• TASK ITEM
Please give again, word for word, the lines that lie between the start of the listing below and the line with "player in blue", both included.
____ WORKING DATA
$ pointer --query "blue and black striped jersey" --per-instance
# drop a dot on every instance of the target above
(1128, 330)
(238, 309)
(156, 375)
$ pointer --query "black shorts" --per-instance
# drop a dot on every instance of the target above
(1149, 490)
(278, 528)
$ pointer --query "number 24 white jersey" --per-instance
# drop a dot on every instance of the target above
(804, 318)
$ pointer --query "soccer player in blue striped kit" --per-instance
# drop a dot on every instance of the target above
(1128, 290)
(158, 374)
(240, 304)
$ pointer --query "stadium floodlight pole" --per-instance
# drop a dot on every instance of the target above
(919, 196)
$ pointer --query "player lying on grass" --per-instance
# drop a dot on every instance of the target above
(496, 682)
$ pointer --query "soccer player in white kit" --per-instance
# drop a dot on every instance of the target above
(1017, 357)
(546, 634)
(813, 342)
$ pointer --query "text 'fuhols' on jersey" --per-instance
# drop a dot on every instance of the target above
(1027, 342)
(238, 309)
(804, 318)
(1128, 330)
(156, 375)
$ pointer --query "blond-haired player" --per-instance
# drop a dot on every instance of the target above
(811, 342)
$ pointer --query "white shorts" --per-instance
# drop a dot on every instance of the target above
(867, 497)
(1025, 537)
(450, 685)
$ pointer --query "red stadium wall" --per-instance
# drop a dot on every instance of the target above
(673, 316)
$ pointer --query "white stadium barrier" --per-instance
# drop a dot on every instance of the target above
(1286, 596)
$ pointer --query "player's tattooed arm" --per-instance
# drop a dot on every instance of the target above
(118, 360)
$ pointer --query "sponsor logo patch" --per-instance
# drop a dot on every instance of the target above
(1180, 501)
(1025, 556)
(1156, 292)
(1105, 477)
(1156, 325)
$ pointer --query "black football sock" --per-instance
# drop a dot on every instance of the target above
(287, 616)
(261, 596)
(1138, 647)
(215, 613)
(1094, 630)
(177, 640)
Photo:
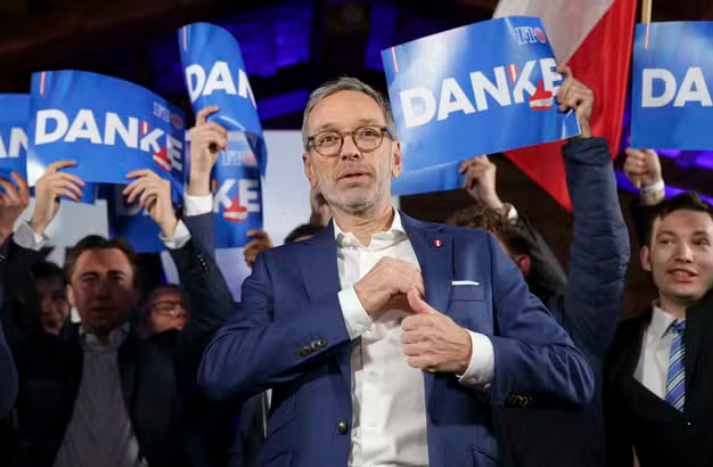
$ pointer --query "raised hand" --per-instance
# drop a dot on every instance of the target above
________
• TASK RESULT
$ pointer --query "blue and black striped jersey" --per-instance
# drop a dot on every instance of the target above
(1128, 330)
(238, 309)
(156, 375)
$ pointer --query "black shorts" --per-instance
# drop a dot on every instance of the target above
(1149, 490)
(278, 528)
$ pointer --query "number 24 white jersey" --per-instance
# drop a dot on every instance of the target above
(804, 318)
$ pointer --query "soccer player in blue striped kit" --per-instance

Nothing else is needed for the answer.